Items from a data source:
※

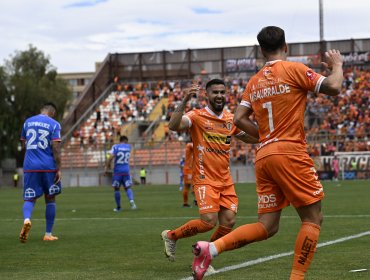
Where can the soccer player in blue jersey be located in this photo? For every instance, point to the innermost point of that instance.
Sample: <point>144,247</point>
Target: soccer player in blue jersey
<point>42,175</point>
<point>121,173</point>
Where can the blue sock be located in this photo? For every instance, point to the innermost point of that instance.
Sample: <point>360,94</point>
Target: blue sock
<point>130,194</point>
<point>27,209</point>
<point>50,216</point>
<point>117,197</point>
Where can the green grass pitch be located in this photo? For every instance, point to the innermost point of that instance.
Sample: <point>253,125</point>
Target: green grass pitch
<point>97,243</point>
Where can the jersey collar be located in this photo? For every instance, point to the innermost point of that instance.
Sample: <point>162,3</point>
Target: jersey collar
<point>269,63</point>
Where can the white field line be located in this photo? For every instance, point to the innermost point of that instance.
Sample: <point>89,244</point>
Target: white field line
<point>277,256</point>
<point>173,218</point>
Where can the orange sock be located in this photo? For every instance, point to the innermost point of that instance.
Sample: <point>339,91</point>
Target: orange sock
<point>305,248</point>
<point>219,232</point>
<point>241,236</point>
<point>185,194</point>
<point>191,228</point>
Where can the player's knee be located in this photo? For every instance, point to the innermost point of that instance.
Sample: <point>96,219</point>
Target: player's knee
<point>229,222</point>
<point>210,220</point>
<point>271,228</point>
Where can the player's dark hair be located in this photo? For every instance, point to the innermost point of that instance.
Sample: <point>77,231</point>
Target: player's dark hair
<point>50,106</point>
<point>215,82</point>
<point>271,38</point>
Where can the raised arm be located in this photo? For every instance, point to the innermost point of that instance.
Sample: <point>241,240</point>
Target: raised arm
<point>177,121</point>
<point>333,83</point>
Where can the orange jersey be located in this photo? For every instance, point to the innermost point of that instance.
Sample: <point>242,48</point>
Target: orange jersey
<point>277,95</point>
<point>188,158</point>
<point>211,135</point>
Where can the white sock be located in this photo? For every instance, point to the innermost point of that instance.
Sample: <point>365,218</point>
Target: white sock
<point>213,250</point>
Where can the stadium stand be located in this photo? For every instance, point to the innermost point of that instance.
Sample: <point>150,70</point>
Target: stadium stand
<point>333,124</point>
<point>140,104</point>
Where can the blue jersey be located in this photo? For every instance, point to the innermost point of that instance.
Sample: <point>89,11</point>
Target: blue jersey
<point>121,153</point>
<point>38,133</point>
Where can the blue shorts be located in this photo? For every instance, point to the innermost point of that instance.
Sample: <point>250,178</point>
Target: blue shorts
<point>38,183</point>
<point>121,180</point>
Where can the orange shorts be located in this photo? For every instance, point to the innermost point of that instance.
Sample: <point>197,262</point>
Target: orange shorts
<point>188,178</point>
<point>211,198</point>
<point>286,179</point>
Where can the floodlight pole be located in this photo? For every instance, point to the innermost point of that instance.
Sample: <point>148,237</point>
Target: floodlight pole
<point>321,23</point>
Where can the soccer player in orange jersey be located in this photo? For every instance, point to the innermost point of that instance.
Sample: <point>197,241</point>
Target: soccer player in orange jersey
<point>188,170</point>
<point>211,129</point>
<point>285,173</point>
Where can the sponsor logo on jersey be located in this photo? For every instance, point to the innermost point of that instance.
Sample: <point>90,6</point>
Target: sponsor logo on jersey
<point>227,125</point>
<point>208,125</point>
<point>267,201</point>
<point>216,138</point>
<point>217,151</point>
<point>201,161</point>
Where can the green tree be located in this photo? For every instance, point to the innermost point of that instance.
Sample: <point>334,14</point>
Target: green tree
<point>27,81</point>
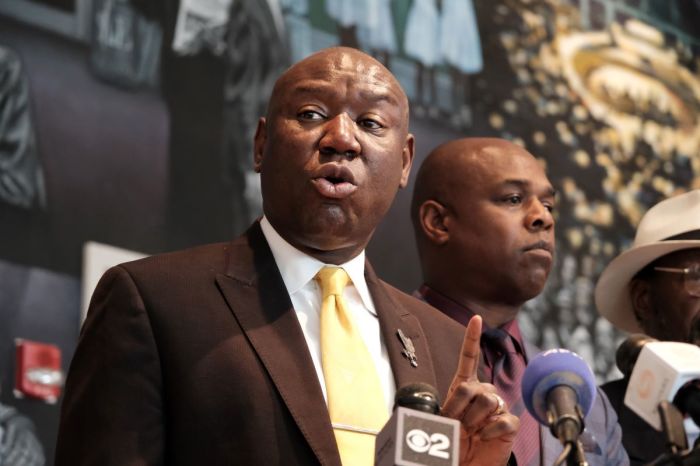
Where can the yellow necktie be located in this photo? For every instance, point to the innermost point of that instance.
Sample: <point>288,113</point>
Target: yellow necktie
<point>355,398</point>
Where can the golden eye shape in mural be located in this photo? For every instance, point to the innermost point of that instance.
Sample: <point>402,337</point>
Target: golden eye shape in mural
<point>627,79</point>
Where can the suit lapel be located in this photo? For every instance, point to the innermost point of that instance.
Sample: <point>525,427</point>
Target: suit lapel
<point>393,317</point>
<point>255,292</point>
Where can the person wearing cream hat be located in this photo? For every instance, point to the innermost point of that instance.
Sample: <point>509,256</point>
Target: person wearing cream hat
<point>653,288</point>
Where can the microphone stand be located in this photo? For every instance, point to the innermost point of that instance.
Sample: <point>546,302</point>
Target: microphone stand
<point>567,427</point>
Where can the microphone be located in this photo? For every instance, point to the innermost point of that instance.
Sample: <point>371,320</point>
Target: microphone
<point>415,434</point>
<point>687,400</point>
<point>694,336</point>
<point>665,371</point>
<point>559,389</point>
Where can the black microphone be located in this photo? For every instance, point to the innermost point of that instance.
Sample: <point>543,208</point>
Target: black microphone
<point>694,336</point>
<point>415,434</point>
<point>628,352</point>
<point>687,400</point>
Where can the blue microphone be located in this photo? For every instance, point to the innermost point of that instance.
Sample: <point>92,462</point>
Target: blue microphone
<point>559,389</point>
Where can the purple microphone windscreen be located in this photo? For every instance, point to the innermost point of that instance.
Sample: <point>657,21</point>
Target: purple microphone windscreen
<point>550,369</point>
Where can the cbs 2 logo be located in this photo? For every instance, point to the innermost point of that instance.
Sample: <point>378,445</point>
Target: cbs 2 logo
<point>436,444</point>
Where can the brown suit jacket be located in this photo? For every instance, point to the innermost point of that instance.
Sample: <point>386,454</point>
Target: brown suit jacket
<point>197,358</point>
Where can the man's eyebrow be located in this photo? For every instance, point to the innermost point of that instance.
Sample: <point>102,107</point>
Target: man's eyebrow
<point>525,184</point>
<point>322,89</point>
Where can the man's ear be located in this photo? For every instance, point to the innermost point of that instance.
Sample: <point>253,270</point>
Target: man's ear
<point>640,295</point>
<point>432,216</point>
<point>259,144</point>
<point>407,159</point>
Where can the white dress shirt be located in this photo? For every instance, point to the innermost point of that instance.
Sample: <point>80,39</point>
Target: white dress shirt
<point>298,271</point>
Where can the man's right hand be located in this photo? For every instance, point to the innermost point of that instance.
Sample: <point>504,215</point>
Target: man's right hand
<point>488,429</point>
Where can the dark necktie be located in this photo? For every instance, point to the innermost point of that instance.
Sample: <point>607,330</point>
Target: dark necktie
<point>506,374</point>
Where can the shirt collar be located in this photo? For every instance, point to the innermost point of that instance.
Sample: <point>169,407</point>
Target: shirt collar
<point>462,314</point>
<point>298,268</point>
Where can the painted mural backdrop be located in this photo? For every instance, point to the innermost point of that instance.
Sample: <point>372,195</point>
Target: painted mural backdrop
<point>129,123</point>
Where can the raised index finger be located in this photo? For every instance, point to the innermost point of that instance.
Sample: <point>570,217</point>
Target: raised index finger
<point>469,357</point>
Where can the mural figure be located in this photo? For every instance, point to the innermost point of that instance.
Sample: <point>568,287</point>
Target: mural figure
<point>422,44</point>
<point>461,51</point>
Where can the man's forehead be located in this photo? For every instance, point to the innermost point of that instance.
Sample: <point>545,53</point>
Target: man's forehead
<point>343,68</point>
<point>507,165</point>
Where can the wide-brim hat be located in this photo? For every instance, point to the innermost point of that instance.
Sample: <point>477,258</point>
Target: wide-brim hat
<point>663,222</point>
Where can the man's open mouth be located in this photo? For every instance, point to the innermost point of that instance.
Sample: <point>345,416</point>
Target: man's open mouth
<point>334,181</point>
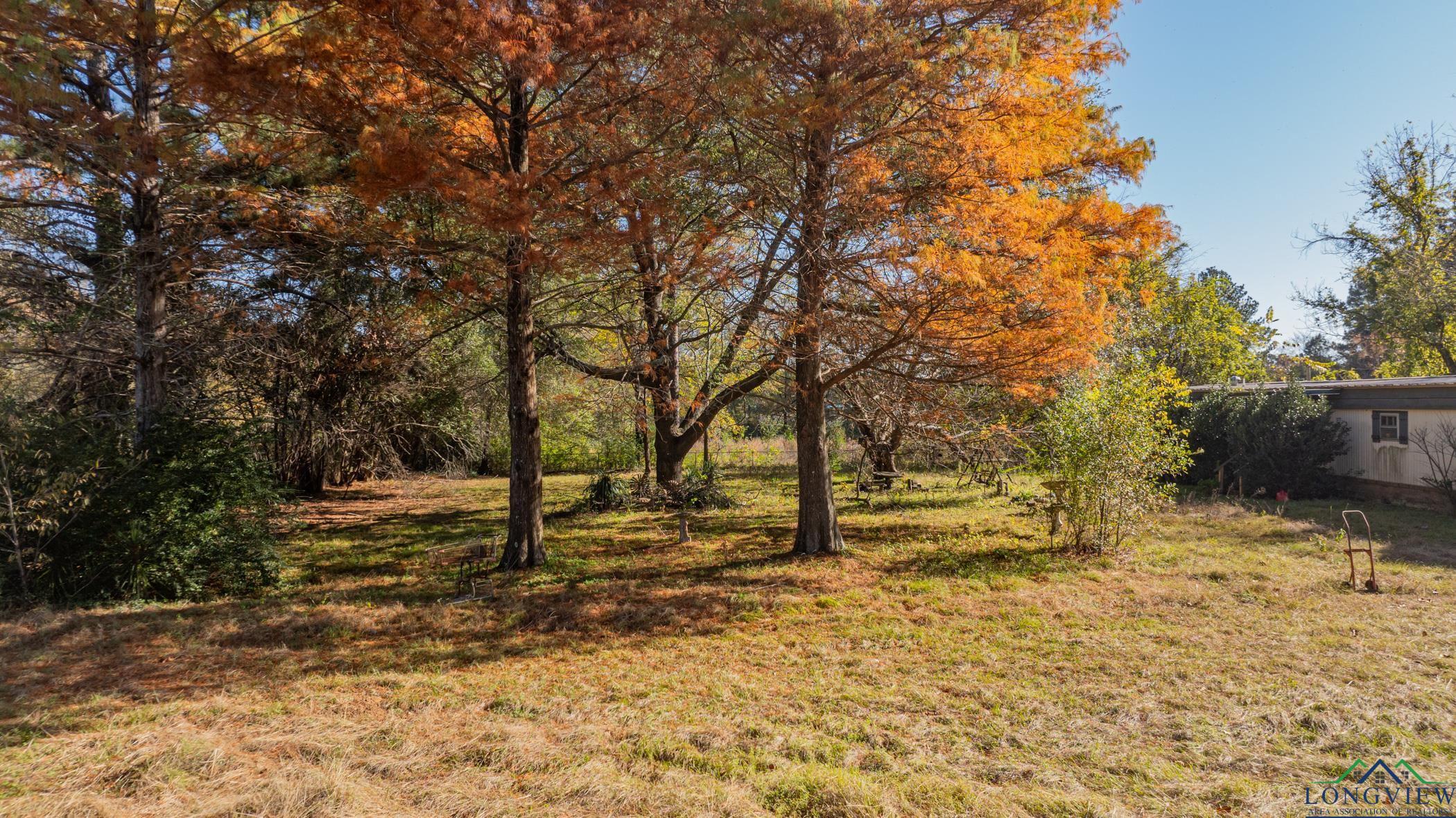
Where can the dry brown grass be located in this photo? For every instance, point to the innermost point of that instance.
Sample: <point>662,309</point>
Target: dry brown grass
<point>950,665</point>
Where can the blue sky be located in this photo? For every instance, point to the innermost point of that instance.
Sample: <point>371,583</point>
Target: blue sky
<point>1261,111</point>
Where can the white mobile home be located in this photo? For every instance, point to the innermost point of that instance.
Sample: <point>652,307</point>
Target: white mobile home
<point>1385,418</point>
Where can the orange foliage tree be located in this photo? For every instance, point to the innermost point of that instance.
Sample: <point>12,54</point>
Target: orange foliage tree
<point>111,194</point>
<point>944,166</point>
<point>505,112</point>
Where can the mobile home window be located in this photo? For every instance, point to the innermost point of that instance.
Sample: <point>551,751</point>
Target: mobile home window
<point>1389,426</point>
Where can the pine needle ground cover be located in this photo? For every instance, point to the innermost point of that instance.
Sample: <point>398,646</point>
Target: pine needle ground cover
<point>951,664</point>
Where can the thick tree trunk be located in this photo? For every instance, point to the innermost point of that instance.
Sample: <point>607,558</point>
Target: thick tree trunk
<point>672,449</point>
<point>819,523</point>
<point>883,458</point>
<point>525,546</point>
<point>149,262</point>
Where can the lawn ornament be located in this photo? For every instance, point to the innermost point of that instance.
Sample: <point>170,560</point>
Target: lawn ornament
<point>1351,550</point>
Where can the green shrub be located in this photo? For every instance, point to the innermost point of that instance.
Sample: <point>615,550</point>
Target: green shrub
<point>605,492</point>
<point>191,517</point>
<point>1111,446</point>
<point>1280,440</point>
<point>702,488</point>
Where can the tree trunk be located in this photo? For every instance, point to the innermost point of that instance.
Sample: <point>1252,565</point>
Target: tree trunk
<point>149,262</point>
<point>883,458</point>
<point>819,524</point>
<point>525,546</point>
<point>672,449</point>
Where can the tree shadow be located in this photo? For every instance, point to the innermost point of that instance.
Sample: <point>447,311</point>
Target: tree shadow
<point>369,602</point>
<point>987,564</point>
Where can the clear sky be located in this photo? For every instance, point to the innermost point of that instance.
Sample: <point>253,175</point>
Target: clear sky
<point>1261,111</point>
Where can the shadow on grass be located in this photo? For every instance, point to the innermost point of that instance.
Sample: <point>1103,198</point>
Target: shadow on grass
<point>57,660</point>
<point>369,603</point>
<point>986,565</point>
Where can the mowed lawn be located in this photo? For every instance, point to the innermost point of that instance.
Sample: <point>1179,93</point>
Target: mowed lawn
<point>950,664</point>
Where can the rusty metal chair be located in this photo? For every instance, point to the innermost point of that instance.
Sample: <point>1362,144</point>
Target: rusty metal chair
<point>472,562</point>
<point>1351,550</point>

※

Edit the data between the lines holding "Where can the shirt" and "<point>298,268</point>", inclusive, so that "shirt collar" becomes "button-down collar" and nothing else changes. Return only those lines.

Where can the button-down collar be located in this photo? For every instance, point to the innermost point of that instance.
Sample: <point>169,407</point>
Target: button-down collar
<point>462,314</point>
<point>298,268</point>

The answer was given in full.